Выбранный отрывок
============
К 1864 году относится набросок статьи «Социализм и христианство», где соотношение «личного» и «общего» положено Достоевским в основу периодизации истории человечества. На первом этапе «человек живет массами», «непосредственно». На втором, «переходном», выделившаяся из массы личность становится во «враждебное, отрицательное отношение к авторитетному закону масс и всех». Наконец, третий исторический этап развития: «Человек возвращается в массу, в непосредственную жизнь <…>, но как? Не авторитетно, а, напротив, в высшей степени самовольно и сознательно» (XX, 191–194).
Историософия Достоевского, воплощенная затем в художественной форме в «Сне смешного человека», в целом следует славянофильству в общем понимании исторического развития как возвращения «я» ко «всем». Достоевский лишь уточняет, что средний, переходный момент этого процесса – отпочкование личности – не провал истории, не пустое время, но необходимость, пусть «болезненная» и трагическая. Человечество, по Достоевскому, как бы повторяет путь отдельного человека: от непосредственного, детского – через бездну сомнения, через утрату «веры и в Бога» – к зрелой и теперь уже свободной «непосредственности». Не растворение и утрата личности[281] смысл этого процесса, а качественно новое утверждение ее.
В. А. Никитин
Священник Павел Флоренский и А. С. Хомяков. Парадоксы и метаморфозы славянофильства
Творческое наследие А. С. Хомякова и священника Павла Флоренского имеет большое значение для анализа, осмысления идейной эволюции и метаморфоз славянофильства. Парадоксально, что, хотя Хомякова можно считать идейным предшественником Флоренского, именно о. Павел подверг некоторые идеи Хомякова довольно существенной критике. Оба мыслителя отличались энциклопедичностью познаний, синтетическим складом ума и глубокими интуициями, оба сделали открытия и изобретения в области естественнонаучной («удельный вес» Флоренского здесь гораздо значительнее), оба были самобытными поэтами (пальма первенства здесь за Хомяковым).
============
Записанные данные
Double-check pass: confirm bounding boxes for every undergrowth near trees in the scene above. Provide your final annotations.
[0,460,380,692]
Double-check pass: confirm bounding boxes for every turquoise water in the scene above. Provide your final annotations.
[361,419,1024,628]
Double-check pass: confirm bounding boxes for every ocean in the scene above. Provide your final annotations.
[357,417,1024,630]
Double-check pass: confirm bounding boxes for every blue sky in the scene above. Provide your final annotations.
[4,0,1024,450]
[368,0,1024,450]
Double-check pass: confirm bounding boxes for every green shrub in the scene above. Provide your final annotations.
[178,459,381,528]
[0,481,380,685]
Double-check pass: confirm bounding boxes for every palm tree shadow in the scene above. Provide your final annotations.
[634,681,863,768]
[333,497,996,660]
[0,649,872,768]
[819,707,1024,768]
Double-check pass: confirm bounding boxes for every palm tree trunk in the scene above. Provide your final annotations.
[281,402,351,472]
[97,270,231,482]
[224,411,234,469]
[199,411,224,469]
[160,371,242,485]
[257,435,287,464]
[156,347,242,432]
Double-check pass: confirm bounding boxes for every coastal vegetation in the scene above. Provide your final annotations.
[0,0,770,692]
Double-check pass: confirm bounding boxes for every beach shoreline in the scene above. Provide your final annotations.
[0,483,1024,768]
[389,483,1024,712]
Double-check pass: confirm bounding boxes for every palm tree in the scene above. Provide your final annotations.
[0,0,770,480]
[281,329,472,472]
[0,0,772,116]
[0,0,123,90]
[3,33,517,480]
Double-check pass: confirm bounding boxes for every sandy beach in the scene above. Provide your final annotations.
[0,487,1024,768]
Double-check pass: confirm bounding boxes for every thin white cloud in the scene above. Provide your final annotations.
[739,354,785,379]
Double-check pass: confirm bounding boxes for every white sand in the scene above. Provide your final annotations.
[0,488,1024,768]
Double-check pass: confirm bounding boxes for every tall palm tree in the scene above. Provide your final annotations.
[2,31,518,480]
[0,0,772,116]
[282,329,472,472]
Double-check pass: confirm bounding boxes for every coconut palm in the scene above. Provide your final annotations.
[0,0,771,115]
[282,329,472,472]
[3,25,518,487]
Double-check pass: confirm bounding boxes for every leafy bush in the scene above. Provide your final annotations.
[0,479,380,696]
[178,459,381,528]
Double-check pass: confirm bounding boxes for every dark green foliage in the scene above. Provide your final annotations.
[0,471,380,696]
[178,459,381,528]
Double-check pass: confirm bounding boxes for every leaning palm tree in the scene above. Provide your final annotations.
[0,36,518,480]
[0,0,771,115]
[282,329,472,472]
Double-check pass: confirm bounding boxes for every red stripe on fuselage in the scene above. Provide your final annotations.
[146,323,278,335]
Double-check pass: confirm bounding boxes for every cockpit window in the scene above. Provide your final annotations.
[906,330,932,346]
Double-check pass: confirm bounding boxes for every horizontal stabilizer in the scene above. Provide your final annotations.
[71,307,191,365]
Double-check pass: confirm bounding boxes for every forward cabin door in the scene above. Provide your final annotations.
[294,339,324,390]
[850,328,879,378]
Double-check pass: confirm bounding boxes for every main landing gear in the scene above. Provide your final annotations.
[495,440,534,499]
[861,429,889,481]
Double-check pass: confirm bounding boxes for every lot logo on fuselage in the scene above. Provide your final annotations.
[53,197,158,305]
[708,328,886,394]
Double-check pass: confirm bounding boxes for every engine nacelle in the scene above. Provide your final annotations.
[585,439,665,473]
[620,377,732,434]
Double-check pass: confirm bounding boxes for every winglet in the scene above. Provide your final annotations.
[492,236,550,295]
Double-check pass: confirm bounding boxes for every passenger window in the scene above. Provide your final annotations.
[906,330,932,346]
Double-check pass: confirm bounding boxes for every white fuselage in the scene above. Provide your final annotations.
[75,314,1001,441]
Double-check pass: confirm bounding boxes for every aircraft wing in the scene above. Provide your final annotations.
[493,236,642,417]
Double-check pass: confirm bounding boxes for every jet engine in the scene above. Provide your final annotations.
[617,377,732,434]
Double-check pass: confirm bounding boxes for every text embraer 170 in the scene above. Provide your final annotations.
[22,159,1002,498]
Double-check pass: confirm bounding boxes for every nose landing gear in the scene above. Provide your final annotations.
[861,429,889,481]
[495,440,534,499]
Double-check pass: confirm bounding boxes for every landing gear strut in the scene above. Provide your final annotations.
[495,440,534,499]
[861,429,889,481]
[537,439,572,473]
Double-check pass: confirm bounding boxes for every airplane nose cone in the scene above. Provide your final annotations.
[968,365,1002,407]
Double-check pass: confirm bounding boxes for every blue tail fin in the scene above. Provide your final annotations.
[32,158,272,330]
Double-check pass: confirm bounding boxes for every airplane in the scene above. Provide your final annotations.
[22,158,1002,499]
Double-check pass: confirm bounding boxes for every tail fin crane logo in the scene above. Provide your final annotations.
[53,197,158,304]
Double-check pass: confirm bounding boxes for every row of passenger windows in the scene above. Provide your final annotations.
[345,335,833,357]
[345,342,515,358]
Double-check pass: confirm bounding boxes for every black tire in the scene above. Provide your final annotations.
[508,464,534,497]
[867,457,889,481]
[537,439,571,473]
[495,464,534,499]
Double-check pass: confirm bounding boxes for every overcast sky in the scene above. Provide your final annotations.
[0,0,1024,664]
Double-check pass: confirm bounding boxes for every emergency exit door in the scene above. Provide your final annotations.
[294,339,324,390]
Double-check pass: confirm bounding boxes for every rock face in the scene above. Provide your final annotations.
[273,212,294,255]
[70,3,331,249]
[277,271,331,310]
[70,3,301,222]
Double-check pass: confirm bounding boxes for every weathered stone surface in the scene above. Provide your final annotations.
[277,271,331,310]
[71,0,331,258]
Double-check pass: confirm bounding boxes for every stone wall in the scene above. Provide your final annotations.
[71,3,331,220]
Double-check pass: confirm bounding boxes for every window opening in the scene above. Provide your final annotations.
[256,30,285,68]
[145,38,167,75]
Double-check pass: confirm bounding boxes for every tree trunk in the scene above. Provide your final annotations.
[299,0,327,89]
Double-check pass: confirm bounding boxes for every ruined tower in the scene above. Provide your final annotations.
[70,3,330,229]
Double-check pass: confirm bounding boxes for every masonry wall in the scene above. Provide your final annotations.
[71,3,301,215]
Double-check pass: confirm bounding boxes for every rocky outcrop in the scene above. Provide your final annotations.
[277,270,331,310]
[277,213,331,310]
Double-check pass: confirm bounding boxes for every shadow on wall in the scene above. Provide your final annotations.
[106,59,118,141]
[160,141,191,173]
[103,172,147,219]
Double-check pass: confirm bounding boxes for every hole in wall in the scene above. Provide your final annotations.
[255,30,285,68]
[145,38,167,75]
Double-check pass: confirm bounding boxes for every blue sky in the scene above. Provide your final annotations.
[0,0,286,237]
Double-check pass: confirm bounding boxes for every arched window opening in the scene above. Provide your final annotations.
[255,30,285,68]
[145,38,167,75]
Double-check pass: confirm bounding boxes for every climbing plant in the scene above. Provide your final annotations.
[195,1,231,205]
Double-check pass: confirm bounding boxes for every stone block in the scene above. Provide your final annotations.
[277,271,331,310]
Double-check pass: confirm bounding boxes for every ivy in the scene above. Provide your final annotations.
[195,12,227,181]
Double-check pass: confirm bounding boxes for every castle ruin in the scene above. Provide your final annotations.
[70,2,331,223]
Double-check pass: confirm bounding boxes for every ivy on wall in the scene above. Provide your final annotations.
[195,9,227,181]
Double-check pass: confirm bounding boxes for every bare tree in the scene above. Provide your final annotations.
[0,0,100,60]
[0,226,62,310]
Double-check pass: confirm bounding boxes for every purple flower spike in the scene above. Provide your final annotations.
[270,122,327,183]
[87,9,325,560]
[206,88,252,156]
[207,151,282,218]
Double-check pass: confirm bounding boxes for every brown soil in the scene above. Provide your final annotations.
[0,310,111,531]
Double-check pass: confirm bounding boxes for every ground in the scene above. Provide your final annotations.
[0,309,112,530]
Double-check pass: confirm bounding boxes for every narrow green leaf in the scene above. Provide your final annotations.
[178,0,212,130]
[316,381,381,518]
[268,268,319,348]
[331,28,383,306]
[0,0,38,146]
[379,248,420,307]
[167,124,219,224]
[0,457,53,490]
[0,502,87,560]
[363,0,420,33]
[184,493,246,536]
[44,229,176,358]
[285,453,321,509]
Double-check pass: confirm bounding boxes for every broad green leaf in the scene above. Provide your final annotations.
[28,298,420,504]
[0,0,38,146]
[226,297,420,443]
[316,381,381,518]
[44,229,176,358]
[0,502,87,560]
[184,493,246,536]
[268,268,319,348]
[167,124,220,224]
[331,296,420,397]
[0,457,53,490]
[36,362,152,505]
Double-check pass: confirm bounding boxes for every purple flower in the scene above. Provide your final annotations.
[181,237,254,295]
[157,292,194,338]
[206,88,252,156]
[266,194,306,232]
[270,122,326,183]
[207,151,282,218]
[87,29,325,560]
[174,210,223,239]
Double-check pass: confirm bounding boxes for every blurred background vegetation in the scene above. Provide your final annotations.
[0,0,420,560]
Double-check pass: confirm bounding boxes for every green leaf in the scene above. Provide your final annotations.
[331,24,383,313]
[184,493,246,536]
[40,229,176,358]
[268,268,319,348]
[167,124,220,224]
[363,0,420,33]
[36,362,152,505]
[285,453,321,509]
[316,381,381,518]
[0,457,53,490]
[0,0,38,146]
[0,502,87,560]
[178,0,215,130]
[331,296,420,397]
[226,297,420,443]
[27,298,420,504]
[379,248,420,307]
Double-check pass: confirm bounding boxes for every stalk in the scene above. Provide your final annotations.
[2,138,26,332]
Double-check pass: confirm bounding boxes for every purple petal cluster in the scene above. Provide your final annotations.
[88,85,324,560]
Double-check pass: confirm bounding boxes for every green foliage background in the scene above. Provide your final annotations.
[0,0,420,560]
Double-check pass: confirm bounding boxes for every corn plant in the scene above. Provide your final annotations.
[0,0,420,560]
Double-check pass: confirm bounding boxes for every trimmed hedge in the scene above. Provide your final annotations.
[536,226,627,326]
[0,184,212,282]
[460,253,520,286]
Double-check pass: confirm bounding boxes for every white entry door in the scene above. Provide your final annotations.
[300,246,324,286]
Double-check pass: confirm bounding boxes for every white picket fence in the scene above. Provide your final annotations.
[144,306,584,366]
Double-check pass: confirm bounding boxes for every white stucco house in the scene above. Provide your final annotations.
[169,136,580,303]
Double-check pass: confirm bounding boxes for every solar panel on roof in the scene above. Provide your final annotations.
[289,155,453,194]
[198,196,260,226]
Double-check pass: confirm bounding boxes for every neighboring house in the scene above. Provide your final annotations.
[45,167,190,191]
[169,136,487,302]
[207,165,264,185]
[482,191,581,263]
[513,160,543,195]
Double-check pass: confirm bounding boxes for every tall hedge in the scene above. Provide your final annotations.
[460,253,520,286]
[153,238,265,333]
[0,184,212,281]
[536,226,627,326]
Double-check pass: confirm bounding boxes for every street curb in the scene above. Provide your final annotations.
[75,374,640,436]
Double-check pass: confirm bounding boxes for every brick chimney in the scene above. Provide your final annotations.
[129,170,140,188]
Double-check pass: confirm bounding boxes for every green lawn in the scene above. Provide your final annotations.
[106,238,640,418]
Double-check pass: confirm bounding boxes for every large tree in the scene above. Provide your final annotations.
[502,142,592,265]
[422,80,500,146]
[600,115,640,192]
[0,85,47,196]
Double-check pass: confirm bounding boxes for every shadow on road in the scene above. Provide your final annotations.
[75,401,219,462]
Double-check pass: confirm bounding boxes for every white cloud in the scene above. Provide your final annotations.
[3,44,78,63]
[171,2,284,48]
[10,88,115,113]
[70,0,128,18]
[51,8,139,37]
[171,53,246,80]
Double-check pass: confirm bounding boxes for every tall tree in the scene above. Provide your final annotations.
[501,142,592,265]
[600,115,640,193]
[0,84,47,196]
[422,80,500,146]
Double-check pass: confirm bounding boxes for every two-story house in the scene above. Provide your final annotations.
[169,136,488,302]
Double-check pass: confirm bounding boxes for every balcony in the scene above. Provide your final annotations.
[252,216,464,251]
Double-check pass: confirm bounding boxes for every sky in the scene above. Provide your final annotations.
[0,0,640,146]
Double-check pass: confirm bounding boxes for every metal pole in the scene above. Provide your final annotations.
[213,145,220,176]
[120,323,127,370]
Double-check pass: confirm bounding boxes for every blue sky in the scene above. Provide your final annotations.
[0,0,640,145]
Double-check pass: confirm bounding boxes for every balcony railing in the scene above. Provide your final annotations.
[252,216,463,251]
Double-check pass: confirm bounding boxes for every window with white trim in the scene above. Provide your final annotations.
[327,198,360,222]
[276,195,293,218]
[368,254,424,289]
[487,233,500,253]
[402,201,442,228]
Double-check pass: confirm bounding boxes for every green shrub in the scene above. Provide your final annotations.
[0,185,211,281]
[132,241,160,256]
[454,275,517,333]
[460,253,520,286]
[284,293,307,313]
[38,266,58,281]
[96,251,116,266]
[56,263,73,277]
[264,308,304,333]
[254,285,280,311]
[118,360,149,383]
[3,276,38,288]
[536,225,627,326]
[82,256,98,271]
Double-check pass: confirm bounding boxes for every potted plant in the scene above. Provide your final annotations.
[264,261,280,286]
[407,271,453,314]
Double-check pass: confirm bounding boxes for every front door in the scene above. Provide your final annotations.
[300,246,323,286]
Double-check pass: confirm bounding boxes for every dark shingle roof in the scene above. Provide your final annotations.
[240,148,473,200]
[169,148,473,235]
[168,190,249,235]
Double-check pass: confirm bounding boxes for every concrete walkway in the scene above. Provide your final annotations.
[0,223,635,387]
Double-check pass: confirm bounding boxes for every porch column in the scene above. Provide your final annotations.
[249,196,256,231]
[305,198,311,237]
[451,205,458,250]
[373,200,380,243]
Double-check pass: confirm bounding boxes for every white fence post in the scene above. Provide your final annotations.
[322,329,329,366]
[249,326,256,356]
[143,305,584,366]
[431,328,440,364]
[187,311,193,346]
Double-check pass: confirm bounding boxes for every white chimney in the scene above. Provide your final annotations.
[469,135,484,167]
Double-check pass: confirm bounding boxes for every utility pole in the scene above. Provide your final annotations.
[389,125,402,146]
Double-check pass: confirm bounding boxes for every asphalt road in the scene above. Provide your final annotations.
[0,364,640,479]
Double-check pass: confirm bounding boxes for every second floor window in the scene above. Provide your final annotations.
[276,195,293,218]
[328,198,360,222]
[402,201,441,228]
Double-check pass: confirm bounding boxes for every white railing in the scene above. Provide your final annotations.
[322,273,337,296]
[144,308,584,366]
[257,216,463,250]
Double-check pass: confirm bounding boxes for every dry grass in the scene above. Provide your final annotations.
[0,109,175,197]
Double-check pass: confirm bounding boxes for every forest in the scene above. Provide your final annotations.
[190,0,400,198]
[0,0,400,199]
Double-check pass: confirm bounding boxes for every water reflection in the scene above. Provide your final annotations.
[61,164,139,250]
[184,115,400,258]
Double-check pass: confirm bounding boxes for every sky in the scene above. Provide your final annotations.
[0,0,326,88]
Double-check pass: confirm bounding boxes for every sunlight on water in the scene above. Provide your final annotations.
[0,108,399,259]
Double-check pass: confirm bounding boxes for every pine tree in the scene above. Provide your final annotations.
============
Верните дословно фрагмент отрывка о славянофильстве от слов «В. А. Никитин» до слов «здесь за Хомяковым).» включительно. Записи получены из другого источника.

В. А. Никитин
Священник Павел Флоренский и А. С. Хомяков. Парадоксы и метаморфозы славянофильства
Творческое наследие А. С. Хомякова и священника Павла Флоренского имеет большое значение для анализа, осмысления идейной эволюции и метаморфоз славянофильства. Парадоксально, что, хотя Хомякова можно считать идейным предшественником Флоренского, именно о. Павел подверг некоторые идеи Хомякова довольно существенной критике. Оба мыслителя отличались энциклопедичностью познаний, синтетическим складом ума и глубокими интуициями, оба сделали открытия и изобретения в области естественнонаучной («удельный вес» Флоренского здесь гораздо значительнее), оба были самобытными поэтами (пальма первенства здесь за Хомяковым).